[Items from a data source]
--
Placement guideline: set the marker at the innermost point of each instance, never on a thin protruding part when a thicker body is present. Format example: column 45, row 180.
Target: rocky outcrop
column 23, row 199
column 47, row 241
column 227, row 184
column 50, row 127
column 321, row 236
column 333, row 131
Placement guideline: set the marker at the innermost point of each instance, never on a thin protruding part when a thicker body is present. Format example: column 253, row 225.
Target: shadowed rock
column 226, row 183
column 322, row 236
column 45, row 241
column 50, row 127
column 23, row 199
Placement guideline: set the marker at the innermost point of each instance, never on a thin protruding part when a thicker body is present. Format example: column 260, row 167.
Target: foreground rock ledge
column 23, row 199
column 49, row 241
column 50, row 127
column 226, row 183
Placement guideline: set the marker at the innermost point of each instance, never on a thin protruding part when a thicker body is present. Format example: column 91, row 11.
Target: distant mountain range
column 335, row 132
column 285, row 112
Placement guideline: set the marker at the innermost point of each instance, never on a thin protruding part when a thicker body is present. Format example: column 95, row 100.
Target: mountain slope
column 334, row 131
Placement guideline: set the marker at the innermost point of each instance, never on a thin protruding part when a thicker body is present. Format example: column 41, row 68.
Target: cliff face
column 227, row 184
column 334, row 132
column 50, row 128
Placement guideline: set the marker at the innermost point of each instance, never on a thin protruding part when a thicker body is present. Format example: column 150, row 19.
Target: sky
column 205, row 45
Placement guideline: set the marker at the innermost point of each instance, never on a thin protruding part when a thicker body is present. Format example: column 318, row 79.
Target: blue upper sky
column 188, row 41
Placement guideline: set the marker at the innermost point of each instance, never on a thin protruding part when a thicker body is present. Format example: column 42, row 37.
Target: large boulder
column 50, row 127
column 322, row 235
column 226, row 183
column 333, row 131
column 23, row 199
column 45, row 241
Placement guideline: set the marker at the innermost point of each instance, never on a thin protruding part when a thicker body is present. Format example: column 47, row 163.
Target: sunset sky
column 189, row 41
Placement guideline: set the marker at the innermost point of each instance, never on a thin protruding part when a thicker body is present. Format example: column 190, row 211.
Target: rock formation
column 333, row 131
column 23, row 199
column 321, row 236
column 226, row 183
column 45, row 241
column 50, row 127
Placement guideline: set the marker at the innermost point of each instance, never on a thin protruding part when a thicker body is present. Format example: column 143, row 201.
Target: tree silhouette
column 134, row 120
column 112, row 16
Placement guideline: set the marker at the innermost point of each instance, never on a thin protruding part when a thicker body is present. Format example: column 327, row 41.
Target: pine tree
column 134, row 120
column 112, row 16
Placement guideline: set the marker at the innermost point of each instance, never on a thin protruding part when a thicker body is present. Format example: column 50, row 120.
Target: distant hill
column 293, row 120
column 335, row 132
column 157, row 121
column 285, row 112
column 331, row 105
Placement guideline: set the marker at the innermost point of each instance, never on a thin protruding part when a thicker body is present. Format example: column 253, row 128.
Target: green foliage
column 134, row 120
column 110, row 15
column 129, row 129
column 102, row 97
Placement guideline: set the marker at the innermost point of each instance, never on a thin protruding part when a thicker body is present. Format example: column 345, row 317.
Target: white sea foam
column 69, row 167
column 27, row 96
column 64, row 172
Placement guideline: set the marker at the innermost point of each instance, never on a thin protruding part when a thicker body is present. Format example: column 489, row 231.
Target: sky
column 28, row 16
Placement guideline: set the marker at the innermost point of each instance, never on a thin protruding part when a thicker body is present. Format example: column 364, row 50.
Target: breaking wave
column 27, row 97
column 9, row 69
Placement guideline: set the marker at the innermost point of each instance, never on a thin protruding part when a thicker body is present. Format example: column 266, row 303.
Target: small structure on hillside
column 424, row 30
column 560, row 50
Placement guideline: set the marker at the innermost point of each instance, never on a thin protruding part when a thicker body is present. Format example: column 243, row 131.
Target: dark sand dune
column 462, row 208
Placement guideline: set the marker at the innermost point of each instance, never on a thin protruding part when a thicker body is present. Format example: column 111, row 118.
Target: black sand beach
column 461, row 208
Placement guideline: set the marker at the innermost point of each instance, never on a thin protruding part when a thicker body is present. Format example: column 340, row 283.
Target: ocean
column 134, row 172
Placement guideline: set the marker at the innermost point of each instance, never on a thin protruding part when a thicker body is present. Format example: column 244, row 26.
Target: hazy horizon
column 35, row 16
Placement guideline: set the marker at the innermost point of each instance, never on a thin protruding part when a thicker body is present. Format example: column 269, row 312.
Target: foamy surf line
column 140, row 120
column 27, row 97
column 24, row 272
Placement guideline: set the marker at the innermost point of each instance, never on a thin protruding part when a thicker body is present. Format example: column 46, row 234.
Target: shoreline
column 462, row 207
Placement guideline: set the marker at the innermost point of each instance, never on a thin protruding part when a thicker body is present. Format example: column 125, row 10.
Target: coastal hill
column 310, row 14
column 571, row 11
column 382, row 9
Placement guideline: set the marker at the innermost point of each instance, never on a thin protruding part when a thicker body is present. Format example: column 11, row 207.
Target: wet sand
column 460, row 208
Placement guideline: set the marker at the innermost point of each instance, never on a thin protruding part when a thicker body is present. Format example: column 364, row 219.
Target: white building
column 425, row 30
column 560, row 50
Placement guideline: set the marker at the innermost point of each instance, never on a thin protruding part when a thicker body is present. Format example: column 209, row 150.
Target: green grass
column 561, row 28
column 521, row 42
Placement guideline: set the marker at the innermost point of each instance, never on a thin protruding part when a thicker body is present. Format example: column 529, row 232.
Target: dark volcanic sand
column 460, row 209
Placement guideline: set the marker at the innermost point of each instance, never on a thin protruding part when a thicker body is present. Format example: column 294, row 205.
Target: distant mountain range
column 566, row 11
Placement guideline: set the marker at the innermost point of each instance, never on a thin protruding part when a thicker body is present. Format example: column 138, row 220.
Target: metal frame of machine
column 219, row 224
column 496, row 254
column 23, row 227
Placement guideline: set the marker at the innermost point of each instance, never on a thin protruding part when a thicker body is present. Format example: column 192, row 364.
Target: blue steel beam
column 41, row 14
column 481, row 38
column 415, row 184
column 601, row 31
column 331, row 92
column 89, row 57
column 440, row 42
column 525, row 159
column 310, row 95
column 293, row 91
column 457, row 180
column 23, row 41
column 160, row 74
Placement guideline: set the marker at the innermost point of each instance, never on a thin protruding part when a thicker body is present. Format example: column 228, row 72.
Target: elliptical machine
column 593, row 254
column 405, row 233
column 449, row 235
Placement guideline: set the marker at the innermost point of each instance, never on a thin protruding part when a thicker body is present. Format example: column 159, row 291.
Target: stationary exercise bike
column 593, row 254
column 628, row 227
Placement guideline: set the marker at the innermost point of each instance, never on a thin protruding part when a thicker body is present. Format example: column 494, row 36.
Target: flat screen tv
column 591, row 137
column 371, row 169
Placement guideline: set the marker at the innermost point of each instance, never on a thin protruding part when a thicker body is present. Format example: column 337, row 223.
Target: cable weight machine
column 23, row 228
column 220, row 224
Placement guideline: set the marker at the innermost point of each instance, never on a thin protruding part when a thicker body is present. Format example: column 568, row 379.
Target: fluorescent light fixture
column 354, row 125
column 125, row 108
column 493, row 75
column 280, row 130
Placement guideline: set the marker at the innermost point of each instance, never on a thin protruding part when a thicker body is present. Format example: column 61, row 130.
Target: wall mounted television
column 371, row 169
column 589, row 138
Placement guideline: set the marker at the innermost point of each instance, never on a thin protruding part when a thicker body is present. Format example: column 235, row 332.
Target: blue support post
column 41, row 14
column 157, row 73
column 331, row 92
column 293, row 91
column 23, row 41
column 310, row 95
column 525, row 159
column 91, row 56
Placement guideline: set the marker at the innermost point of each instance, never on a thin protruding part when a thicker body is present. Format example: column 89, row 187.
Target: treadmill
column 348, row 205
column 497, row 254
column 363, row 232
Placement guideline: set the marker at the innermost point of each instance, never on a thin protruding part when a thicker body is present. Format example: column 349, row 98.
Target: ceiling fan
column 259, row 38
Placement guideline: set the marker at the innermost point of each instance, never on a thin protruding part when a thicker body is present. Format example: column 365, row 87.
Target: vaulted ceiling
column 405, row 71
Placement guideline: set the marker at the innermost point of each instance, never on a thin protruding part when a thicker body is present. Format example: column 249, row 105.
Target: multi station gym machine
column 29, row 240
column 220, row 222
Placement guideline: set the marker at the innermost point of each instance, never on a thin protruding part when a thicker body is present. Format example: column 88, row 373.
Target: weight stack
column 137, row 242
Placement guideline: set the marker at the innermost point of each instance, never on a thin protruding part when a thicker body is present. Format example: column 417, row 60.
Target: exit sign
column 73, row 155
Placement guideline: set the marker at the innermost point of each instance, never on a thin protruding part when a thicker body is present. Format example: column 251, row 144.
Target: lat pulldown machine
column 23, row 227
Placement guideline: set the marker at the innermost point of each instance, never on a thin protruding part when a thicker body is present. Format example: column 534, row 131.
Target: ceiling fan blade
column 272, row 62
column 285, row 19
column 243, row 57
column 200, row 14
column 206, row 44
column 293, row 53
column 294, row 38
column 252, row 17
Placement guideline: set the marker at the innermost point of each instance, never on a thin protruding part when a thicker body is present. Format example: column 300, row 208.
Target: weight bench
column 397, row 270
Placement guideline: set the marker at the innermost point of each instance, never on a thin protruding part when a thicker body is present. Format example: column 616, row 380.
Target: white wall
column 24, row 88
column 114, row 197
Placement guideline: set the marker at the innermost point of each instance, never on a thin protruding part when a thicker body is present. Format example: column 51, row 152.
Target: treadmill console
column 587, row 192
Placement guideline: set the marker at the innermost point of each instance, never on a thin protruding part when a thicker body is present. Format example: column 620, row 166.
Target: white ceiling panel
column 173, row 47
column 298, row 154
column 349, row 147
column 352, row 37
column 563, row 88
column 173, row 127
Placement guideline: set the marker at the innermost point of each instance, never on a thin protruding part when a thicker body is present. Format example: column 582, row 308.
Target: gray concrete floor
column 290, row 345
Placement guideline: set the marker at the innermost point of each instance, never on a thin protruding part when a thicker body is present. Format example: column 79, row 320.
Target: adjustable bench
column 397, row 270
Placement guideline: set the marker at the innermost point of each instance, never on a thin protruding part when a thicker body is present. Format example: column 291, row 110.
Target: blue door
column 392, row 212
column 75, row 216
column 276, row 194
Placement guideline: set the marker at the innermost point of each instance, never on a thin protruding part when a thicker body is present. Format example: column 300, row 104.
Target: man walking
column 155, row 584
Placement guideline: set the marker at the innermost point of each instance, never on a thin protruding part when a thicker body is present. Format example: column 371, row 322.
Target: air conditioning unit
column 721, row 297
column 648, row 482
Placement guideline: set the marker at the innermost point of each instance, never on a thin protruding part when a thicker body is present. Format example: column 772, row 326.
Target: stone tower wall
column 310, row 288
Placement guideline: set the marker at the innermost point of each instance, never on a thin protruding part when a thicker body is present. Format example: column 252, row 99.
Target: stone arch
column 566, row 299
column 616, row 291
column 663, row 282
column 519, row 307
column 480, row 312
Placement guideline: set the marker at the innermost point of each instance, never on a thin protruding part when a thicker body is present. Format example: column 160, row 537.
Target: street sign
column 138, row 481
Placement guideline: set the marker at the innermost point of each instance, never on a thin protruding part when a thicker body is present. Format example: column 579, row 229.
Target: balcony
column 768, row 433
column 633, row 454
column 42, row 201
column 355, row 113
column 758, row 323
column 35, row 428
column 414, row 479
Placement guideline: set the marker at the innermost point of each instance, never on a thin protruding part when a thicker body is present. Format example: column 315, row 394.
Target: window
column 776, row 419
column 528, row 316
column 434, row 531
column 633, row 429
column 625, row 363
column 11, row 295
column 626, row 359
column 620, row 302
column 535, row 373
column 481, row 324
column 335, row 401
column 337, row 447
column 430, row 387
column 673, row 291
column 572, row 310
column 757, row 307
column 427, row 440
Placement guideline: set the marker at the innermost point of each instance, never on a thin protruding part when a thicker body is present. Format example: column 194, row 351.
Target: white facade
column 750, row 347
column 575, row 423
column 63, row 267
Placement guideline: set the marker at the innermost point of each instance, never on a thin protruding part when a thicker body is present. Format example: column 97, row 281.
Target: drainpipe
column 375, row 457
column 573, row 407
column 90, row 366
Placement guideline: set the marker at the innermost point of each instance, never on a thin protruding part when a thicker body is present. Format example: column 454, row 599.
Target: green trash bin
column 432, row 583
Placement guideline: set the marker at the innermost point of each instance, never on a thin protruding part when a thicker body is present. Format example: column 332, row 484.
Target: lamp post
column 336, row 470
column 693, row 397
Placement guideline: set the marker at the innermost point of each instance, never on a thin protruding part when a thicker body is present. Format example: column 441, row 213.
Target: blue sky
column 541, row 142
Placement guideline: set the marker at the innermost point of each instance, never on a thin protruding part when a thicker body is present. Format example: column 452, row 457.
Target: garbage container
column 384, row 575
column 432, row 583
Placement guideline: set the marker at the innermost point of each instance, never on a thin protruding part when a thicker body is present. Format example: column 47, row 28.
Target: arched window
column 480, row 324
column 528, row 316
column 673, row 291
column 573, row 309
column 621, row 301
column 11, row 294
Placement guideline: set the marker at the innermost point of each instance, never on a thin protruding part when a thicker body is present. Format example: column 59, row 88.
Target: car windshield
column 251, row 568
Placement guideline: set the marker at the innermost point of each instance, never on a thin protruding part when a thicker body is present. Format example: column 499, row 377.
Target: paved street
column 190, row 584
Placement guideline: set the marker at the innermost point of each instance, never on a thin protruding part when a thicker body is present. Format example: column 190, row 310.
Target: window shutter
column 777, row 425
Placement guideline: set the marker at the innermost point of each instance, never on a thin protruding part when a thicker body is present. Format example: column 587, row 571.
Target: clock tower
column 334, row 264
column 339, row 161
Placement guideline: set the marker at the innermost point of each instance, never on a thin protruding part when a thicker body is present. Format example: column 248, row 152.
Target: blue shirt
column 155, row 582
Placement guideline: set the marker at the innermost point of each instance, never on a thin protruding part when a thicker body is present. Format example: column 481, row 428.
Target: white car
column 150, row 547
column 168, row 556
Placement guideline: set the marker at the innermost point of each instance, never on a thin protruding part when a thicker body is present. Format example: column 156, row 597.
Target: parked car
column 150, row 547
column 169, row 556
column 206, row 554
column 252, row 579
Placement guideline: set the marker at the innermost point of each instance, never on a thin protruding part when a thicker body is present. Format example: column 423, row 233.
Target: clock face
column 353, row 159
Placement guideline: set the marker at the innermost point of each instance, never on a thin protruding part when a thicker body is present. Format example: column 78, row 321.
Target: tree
--
**Task item**
Among the entries above, the line containing "337, row 223.", the line containing "568, row 379.", and all lines between them are to be restated word for word; nothing else belongs in the reply.

**Written response**
Placement guideline: set the marker at the innermost point of each instance, never on a thin protruding part when a thicker body is present. Format example: column 337, row 223.
Target: cable weight machine
column 23, row 228
column 220, row 224
Placement guideline: set the marker at the innermost point of each instance, never on a thin protruding part when a thicker body is present. Format example: column 568, row 379.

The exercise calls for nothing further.